** Input follows **

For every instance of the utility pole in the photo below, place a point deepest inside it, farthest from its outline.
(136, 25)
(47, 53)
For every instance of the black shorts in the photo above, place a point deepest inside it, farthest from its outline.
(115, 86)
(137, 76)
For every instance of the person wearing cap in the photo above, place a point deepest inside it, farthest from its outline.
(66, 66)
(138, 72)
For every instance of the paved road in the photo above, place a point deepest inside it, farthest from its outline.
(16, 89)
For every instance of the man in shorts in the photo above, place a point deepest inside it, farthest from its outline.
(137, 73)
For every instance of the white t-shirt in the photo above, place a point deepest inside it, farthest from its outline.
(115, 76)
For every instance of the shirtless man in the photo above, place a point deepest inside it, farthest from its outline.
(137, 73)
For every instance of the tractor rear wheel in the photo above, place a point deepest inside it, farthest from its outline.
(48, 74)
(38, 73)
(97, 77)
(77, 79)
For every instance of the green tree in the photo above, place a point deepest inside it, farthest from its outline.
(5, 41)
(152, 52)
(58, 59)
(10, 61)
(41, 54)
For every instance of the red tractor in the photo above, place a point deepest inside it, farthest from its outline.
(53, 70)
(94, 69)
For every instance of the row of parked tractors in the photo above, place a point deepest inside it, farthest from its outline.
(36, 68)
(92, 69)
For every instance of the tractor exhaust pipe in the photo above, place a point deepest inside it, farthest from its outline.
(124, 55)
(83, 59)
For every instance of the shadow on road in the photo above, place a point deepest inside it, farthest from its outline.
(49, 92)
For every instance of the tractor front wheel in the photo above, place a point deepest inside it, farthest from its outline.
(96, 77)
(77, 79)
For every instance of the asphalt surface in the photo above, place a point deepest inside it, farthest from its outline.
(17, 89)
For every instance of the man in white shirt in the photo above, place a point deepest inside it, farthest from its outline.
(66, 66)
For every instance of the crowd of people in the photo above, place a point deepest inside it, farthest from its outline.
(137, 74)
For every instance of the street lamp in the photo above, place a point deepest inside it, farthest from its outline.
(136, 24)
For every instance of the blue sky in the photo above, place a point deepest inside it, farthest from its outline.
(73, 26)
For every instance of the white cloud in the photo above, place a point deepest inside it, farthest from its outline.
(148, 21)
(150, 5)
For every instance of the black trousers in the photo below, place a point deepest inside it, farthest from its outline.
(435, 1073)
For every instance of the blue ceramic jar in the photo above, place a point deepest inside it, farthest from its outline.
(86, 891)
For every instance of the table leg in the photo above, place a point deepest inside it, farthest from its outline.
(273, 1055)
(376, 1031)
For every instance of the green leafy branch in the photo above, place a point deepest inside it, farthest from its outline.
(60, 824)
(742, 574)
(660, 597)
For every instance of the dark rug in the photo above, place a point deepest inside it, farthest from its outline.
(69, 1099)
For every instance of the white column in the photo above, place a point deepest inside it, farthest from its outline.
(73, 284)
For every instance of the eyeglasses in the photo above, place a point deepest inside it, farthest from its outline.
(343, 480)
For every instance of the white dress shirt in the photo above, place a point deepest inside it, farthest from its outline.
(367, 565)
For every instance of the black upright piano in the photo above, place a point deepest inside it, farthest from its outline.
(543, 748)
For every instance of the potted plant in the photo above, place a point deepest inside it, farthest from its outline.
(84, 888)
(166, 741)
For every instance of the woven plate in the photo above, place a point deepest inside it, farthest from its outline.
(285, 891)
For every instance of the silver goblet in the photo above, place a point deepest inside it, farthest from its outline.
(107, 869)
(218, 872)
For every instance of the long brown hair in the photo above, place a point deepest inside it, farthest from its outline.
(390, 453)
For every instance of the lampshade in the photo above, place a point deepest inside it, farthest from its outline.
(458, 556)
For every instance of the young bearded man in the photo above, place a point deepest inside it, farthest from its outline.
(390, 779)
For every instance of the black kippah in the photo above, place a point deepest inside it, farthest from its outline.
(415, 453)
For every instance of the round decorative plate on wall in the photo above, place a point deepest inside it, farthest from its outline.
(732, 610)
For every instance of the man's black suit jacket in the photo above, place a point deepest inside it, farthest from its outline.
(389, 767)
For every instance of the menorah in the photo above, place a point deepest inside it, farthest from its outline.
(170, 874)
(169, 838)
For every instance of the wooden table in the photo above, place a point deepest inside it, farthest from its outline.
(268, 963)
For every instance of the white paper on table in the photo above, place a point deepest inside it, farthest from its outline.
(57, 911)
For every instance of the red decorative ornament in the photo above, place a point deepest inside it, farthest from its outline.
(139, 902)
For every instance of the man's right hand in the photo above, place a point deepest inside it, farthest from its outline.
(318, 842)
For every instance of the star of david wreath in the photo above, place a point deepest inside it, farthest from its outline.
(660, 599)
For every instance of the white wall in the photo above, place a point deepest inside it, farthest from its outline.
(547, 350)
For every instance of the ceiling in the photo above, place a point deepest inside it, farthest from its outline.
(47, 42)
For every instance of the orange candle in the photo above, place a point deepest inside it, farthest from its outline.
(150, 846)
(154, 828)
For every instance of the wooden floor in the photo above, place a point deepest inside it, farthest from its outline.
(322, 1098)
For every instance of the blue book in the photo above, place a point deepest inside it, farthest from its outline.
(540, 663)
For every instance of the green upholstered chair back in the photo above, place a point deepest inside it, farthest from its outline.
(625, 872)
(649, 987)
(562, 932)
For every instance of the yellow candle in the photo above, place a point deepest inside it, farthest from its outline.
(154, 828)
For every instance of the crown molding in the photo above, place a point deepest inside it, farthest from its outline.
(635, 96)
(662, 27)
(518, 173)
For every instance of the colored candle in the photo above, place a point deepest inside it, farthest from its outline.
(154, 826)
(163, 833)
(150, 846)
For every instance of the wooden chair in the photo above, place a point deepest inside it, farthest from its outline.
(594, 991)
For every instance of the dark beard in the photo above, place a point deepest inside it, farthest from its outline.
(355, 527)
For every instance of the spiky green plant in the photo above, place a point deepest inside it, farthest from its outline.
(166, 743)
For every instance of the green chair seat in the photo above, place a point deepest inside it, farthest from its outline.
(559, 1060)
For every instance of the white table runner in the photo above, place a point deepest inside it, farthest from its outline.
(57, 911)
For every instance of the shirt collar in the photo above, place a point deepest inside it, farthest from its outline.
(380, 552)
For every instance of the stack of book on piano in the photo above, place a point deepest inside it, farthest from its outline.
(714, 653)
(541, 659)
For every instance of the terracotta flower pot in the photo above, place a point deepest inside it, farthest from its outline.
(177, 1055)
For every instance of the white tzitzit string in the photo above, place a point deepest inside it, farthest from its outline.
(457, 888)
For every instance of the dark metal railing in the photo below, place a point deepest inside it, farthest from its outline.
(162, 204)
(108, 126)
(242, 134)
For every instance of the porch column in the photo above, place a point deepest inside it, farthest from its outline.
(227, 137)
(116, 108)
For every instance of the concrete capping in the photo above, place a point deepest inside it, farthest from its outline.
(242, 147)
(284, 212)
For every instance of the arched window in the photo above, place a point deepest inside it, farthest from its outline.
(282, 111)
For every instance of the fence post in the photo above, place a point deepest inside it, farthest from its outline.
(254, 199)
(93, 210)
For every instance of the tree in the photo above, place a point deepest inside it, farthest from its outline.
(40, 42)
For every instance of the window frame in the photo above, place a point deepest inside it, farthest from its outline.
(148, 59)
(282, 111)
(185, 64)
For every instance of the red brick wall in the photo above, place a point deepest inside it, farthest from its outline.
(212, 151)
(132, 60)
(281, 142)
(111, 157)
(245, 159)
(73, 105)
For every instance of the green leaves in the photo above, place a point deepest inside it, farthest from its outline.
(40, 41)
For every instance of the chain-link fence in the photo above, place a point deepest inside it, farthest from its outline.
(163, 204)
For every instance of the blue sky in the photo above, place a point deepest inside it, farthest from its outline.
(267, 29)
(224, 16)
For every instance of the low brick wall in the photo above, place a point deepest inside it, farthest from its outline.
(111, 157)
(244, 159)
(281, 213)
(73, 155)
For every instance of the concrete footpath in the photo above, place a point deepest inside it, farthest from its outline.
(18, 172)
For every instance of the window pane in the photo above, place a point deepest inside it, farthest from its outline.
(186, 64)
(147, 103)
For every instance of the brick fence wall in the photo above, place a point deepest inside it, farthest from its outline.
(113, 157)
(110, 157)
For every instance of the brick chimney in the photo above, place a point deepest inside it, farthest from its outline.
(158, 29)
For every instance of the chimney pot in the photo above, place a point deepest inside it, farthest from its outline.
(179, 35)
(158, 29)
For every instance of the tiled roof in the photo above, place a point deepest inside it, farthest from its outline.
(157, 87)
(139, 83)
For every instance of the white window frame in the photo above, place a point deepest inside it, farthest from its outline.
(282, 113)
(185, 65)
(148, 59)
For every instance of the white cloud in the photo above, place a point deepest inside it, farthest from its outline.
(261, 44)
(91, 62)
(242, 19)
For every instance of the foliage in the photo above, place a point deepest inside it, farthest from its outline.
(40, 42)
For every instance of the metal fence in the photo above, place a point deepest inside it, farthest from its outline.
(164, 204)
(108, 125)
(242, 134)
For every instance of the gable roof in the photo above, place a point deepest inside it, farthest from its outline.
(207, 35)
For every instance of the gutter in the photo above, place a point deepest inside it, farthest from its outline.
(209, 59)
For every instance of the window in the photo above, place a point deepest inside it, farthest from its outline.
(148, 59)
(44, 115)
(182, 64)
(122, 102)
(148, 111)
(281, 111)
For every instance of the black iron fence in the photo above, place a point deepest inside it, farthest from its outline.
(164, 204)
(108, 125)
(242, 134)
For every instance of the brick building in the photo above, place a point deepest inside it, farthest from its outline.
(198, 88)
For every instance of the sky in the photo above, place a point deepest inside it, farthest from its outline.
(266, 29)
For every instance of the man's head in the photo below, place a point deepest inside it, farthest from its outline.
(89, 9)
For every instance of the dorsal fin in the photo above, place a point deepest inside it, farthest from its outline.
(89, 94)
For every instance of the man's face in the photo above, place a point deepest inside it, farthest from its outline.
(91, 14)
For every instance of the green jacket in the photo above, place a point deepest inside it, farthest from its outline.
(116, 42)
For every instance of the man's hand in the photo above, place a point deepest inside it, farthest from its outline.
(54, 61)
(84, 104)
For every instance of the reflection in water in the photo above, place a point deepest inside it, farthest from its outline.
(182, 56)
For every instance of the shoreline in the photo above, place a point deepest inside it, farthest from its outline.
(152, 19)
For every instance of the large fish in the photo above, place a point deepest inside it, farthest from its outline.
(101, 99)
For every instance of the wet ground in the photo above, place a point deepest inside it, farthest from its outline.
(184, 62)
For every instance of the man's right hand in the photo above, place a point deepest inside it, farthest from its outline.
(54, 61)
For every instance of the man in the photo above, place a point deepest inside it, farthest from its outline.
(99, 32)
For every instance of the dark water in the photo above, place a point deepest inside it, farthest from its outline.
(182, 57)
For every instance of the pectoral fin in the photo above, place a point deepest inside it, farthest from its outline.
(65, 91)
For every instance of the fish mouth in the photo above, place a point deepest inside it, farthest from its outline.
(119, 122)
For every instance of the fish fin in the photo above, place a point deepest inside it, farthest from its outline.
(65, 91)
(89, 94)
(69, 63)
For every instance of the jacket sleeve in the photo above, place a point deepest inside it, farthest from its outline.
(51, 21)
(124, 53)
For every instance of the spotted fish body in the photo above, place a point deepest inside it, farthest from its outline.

** End of Input **

The required output is the line containing "For every instance of the man's face" through the last line of the records above, each copied exactly and nothing more.

▶ _Output of the task_
For every instance of the man's face in the photo above, place a point deepest inside it, farthest from its outline.
(91, 14)
For every instance of the green jacket in the photo above, place a point deepest inside it, farthest from its outline.
(116, 42)
For every instance of the man's hand in the photo above, place a point deepest inside it, farthest from its outline.
(54, 61)
(84, 104)
For every instance of the reflection in water in the photo above, place a point deepest inside it, farthest from its outline.
(182, 56)
For every instance of the shoreline in the photo above, place a point deepest inside it, farthest from its outline.
(152, 19)
For every instance of the large fish in the photo above, place a point deepest inside it, farthest from its outline.
(101, 99)
For every instance of the wet ground in the photo above, place a point deepest inside it, farthest from its outline.
(184, 62)
For every instance of the man's right hand in the photo above, place a point deepest inside it, farthest from its outline.
(54, 61)
For every instance of the man in the photo above, place a point deepest inside it, farthest from its outline.
(99, 32)
For every instance of the dark water in the photo above, place a point deepest inside it, farthest from its outline.
(182, 57)
For every instance of the pectoral fin in the photo above, place a point deepest inside it, farthest from its outline.
(65, 91)
For every instance of the fish mouth in the photo above, place a point deepest inside it, farthest from its outline.
(119, 122)
For every instance of the fish fin in the photo above, place a point deepest inside it, farthest from its outline.
(65, 91)
(89, 94)
(69, 63)
For every instance of the jacket sleeve in the photo above, place a point deepest inside it, farthest from its outline.
(51, 21)
(124, 53)
For every instance of the spotted fish body in the photo above, place a point deepest inside it, farthest from its outline.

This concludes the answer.